What the exercise asks: Go through the entries and transcribe each one exactly, dropping the pictures.

Referring expression pointing data:
......
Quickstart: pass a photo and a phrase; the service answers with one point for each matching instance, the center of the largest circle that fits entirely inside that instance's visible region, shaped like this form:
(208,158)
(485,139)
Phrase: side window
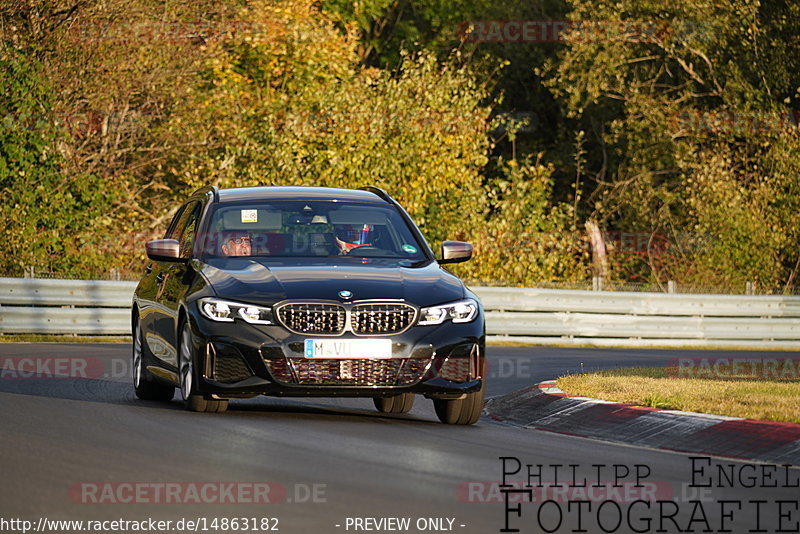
(188,227)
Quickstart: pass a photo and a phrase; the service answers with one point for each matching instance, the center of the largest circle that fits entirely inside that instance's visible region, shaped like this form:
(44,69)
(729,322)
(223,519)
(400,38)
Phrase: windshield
(291,228)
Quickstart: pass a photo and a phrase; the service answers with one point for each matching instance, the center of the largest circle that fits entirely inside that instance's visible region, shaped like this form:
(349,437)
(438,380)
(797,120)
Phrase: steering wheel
(370,252)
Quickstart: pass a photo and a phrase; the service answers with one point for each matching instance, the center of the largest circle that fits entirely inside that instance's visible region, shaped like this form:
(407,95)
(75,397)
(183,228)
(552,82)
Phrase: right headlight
(462,311)
(226,311)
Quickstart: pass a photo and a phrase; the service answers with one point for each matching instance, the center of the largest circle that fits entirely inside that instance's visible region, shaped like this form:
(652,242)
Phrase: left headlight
(226,311)
(462,311)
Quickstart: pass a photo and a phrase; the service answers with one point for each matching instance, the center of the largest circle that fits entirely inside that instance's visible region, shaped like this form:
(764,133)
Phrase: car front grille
(340,372)
(374,318)
(312,318)
(381,318)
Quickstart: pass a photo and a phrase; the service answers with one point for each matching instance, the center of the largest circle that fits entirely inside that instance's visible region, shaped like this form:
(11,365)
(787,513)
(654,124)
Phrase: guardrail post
(597,283)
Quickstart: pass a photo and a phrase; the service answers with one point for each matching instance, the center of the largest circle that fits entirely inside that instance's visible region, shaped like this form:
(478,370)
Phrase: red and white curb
(546,407)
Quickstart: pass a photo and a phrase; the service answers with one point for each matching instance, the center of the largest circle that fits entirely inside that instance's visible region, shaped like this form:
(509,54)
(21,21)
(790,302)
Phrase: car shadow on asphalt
(121,393)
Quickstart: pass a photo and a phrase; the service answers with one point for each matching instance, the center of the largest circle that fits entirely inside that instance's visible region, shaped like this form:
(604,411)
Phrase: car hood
(270,281)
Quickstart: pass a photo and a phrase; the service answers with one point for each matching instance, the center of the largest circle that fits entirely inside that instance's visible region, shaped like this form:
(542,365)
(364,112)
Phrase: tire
(465,411)
(193,400)
(401,403)
(144,385)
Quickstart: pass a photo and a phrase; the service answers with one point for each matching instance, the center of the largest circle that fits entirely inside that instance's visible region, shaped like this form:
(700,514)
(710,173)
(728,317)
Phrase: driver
(350,236)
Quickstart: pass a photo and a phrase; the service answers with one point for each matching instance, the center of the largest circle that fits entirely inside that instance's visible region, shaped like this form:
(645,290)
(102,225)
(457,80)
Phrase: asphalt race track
(82,447)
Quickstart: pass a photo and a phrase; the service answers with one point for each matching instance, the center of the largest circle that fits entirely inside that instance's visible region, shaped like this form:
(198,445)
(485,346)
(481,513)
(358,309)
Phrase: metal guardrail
(525,315)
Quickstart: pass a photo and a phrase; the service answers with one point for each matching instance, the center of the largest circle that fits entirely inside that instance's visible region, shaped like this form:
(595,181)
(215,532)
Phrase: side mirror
(163,250)
(455,252)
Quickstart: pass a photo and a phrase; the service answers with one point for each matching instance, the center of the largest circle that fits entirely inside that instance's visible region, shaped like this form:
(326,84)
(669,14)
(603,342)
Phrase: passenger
(237,244)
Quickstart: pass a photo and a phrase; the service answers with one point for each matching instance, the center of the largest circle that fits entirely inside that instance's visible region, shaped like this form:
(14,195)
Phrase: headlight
(462,311)
(226,311)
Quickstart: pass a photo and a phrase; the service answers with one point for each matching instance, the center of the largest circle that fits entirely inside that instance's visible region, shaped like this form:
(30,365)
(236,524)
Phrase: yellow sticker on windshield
(249,215)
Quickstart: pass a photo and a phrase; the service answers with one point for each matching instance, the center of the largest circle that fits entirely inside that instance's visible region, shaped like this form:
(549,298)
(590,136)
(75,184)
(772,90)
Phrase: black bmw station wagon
(298,291)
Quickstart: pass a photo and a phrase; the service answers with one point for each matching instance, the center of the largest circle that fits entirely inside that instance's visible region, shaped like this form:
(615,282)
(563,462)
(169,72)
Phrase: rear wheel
(464,411)
(143,383)
(401,403)
(186,366)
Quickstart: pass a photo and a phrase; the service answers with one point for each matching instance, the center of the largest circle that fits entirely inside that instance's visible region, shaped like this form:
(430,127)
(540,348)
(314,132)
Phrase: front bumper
(240,359)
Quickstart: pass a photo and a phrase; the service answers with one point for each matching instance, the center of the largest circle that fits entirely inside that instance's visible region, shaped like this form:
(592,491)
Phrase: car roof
(239,194)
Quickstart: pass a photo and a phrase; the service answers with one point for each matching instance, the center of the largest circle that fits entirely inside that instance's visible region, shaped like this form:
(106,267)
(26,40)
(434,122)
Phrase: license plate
(348,348)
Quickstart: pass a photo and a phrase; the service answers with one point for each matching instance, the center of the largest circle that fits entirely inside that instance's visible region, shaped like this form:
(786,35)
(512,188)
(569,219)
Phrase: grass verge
(764,399)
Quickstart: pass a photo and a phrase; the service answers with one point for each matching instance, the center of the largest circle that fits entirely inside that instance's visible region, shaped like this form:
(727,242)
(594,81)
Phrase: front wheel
(464,411)
(401,403)
(191,398)
(144,385)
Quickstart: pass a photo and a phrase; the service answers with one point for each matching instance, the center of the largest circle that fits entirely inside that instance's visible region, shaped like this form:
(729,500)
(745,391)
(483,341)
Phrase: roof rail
(378,191)
(208,189)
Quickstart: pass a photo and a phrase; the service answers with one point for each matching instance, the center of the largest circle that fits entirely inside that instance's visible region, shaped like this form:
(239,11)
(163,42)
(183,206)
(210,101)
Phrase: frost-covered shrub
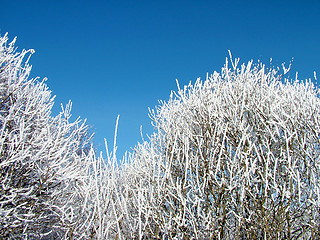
(233,157)
(42,163)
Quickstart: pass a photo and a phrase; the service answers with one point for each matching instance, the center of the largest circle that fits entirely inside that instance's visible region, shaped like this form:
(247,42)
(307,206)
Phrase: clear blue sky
(121,57)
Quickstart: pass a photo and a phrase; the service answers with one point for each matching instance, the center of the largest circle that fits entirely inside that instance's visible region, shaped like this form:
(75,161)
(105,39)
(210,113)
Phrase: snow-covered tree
(236,156)
(42,163)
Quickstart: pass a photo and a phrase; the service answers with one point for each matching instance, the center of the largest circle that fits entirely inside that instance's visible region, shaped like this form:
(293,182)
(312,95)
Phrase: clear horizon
(121,57)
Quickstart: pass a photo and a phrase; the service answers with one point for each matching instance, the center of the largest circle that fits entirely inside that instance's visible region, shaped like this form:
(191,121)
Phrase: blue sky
(121,57)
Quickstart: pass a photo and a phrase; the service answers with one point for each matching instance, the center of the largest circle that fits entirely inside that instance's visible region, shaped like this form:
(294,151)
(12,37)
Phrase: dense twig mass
(235,156)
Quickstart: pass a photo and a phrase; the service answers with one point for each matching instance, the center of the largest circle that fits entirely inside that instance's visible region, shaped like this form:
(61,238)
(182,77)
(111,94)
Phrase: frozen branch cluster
(235,156)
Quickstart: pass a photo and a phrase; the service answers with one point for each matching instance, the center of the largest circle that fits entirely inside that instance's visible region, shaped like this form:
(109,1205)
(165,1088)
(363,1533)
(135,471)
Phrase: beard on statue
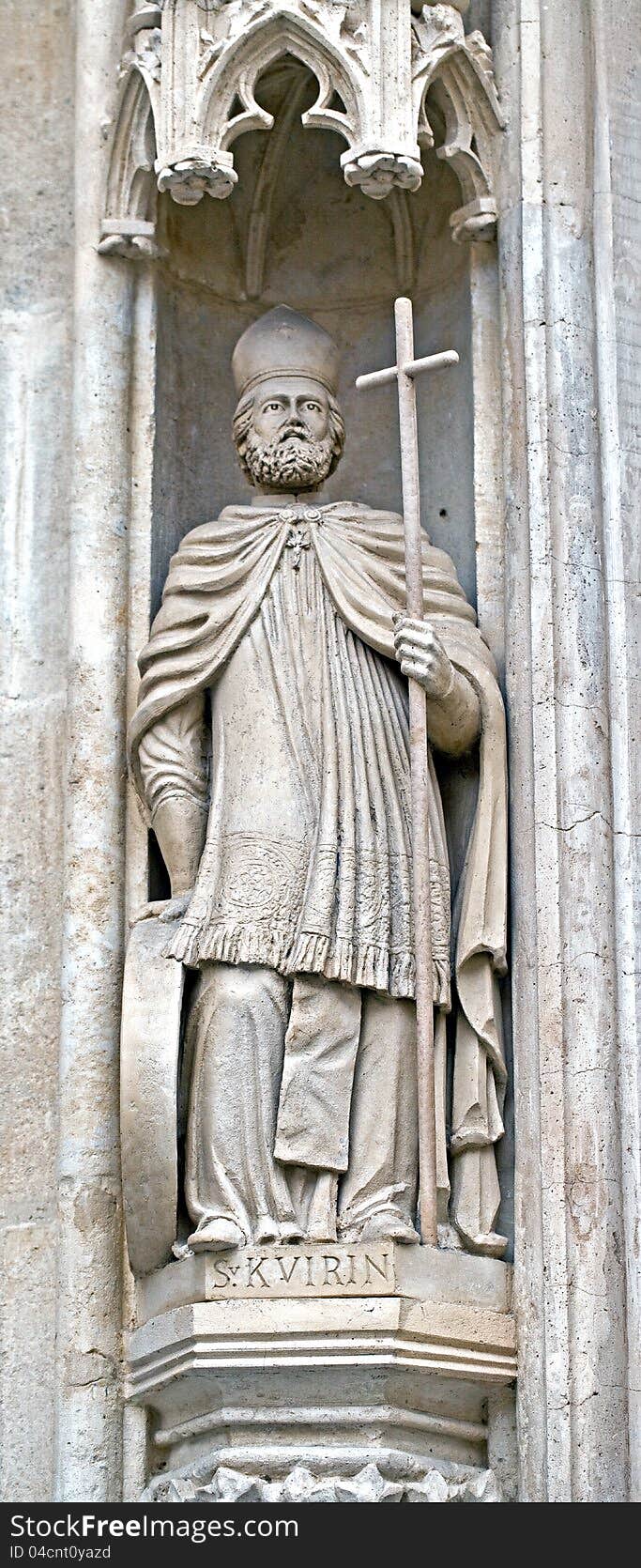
......
Result of this task:
Quickstart: pass a photo and a phrase; the service answers with one point for each matching instance, the center of the largest circle that fits entirely inside that instance's visible region, shaped like this form:
(208,158)
(485,139)
Phrase: side window
(188,227)
Quickstart: pass a photo and a phrase; the service answers with one point for each matching instance, the center of the largest circle that fits entirely inside that instance's visible region, shaped like this form:
(44,69)
(729,322)
(223,519)
(400,38)
Phrase: windshield
(291,228)
Quickstart: pass a photo and a phrase; the service answers with one point for each matching instance, the center of the largest circle that fits entirely inside that instance's visible region, shaped like this form:
(349,437)
(438,380)
(797,120)
Phrase: steering wheel
(370,252)
Quickstart: pass a photo and a phrase; the service answers with one point for each matching instance, the center of the largest circle that fits entirely inside that instance's visible region, shaped like this form:
(407,95)
(75,397)
(183,228)
(552,82)
Phrase: right headlight
(462,311)
(226,311)
Quickstart: pass a photo and a phrase; the service answers with one point for each matching instance, the center of the largest circle that fits entirely inside that instance's visible region, shaped like this form:
(652,242)
Phrase: left headlight
(226,311)
(462,311)
Quickstart: pass a photo and a phrase; the service answers with one point for each matching instance, the center of the largest circle that fits entirely inside that instance's visible region, shaped like this form:
(764,133)
Phrase: car front grille
(340,372)
(374,318)
(312,318)
(381,318)
Quickstart: pass a photo and a phrase; the service answers with one point for each matching instance, the center of the largest circle that fits entirely inside that instance's visible region, shaped like this form:
(11,365)
(787,513)
(654,124)
Phrase: guardrail post
(597,283)
Quickstart: pass a photo and a phrase; the service answers with one point for each matching instance, the center of the largest circle that fits entirely inside that instance's visible region, shaped like this form:
(478,370)
Phrase: red and white curb
(546,407)
Quickstart: pass a photo and a phrase; the service answers with one point for each matching instance, the center of the largest circle that fits entirely inside that instance's visible region, shaped like this form:
(509,54)
(21,21)
(790,302)
Phrase: car shadow on asphalt
(121,393)
Quickstart: pass a photo and a phrase; the service answers with one point for each matching instance, the center of the largest circle that fits entirely inside that instance's visible region, shaped like this form:
(604,411)
Phrase: car hood
(270,281)
Quickstart: pass a photo and a phrase; the service answers with one point for each matching instance, the center of the largest circle that fits entirely inside that instance's visible region, shaped like this form:
(542,365)
(364,112)
Phrase: tire
(465,411)
(193,400)
(401,403)
(144,385)
Quickstart: pass a photo and a phrase; the service answers with one point for each matching instance, the center of the largest circle that fits entirely inside that instance's visible region, shaped like this form:
(700,514)
(710,173)
(728,317)
Phrase: driver
(350,236)
Quickstart: pass a photo and a phrase; the service answers with one point for each matching instance, the center of the largest circle that fits entirely inside that instance's visible region, shaped like this form:
(645,290)
(102,225)
(457,80)
Phrase: asphalt race track
(82,447)
Quickstart: pass a photo and a phrase; the service answers with one point for each matching instance, the center of the largest circle that fits entirely inside that instance's visible region, shaped like this form:
(198,445)
(485,346)
(481,513)
(358,309)
Phrase: metal guardrail
(525,315)
Quickstart: pass a photo and a phrase; the service answers with one point for each matching instance, the center of the largest circle that fits entirely inside that instance's visible region, shaped like this form:
(595,181)
(215,532)
Phrase: side mirror
(163,250)
(455,252)
Quickstart: pass a photo and a phrase; the service answers with one point for each matching instance, the center of the largest circle that fits entirely inside that instance's visible region, shaped like this form:
(326,84)
(669,14)
(603,342)
Phrase: passenger
(237,244)
Quickstart: pass a photo and a phrase; the service answers with one point for each matching instance, the center of the largest circle that fits entirely inside that instance's visible region, shaped like this form:
(14,195)
Phrase: headlight
(462,311)
(226,311)
Quickstart: pass a photo and a phrase; the service answers with one point for each matching instance, the center of the largest circle that fits entirely inside that instance's visible region, shaped like this form:
(30,365)
(236,524)
Phrase: yellow sticker on windshield
(249,215)
Quickstart: pass a photo and a phrase; the service answers with one point for each matching instance, the center of the largest circle that fits entirely inside that instance's visible region, shaped like this form:
(549,298)
(590,136)
(75,184)
(772,90)
Phrase: black bmw station wagon
(298,291)
Quickstart: pass a photo and a phrase; the service answers with one point for each matching instance, the center of the largest circle that fits entirely inside that instance's visible region, shaped like this form:
(615,282)
(563,462)
(169,72)
Phrase: rear wheel
(464,411)
(143,383)
(401,403)
(186,366)
Quickstart: pass a photo and a phrase; the service answers with one point for each matching instance, the center of the largest circle that fits entirely inside that instance's visible region, shaped like this form:
(430,127)
(540,348)
(314,132)
Phrase: front bumper
(240,359)
Quickstart: pass a photo and a phrase; the service answers with one point for each matching instance, the center of the largest circle that fits entirely inside that instance's visible region, shaped like this form:
(592,491)
Phrase: car roof
(239,194)
Quickstart: pass a photo and a phrase; the service answers with one point for each matching instance, the center of the largest circle that fits entirely inside that instance's visible region, shaped like this form:
(106,267)
(26,40)
(434,122)
Phrase: license plate
(348,348)
Quickstart: pass a photo and a phrase; the service answers with one point for each matching instance, the center of the largest circle that fits entirely inside that instance's visible region, shaped like this form:
(786,35)
(512,188)
(569,219)
Phrase: grass verge
(764,399)
Quickstart: pass a photo and a phrase; the service answers with one point for each matching instance, the center of the largest circle that fits entirely inside that instance's visible region, shaped like this form:
(727,242)
(594,81)
Phrase: front wheel
(464,411)
(401,403)
(191,398)
(144,385)
Quickstart: pass a photo and a phrase; the service answers with one point for each matching instance, the center of the largest circle that fits entirely inside that instance's visible region, shaped like this form:
(729,500)
(745,391)
(483,341)
Phrase: roof rail
(378,191)
(208,189)
Quickstart: pass a photo and a phrase; the service answers with one point for each matching instance, the center of the largest circle that fits entirely inside that instance's visible region, shaped like this form:
(239,11)
(163,42)
(183,206)
(210,101)
Phrase: frost-covered shrub
(233,157)
(42,163)
Quickstart: pass a photo and a phrase; the service answers with one point for each matching instance, the center of the largest circle that fits entirely inside that instance's visible region, shaped like this form:
(247,42)
(307,206)
Phrase: clear blue sky
(121,57)
Quickstart: pass a photo and a phrase; the service answers with one point for each matching instance, the center of the largest circle that fits entirely inside that instance's visible region, shaped like this form:
(75,161)
(105,39)
(210,113)
Phrase: snow-covered tree
(236,156)
(42,163)
Quickstart: pass a photo and a phrase; the service answers with one point for each matching instance, the center of the largest circle that fits entirely inside that instance's visible region, shaped like this form:
(293,182)
(312,95)
Phrase: clear horizon
(121,57)
Quickstart: pass a photo and a phrase; the service answers with one point for each matching instance, the center of the largest circle that fits entirely inside that instance's visible region, shaped like this form:
(191,121)
Phrase: blue sky
(121,57)
Quickstart: pass a photo and a phrase; the service answers with one point for each matching instance, the center of the largest circle that fits entirely inside that instance's visible region, shaped like this form:
(294,151)
(12,37)
Phrase: dense twig mass
(235,156)
Quickstart: pass a photo and a phrase; the service answers with one point for each matching instance, the center of the largest circle that fits entirely inside that instance's visible region, shaped like this form:
(61,238)
(182,77)
(111,94)
Phrase: frozen branch cluster
(235,156)
Quickstart: pass a photo and a phrase; the service answers with one point for each matching instance, the center of the largest circle that fits entirely inside that instance's visible region, shaped like this form:
(109,1205)
(165,1088)
(363,1533)
(135,471)
Phrase: beard on statue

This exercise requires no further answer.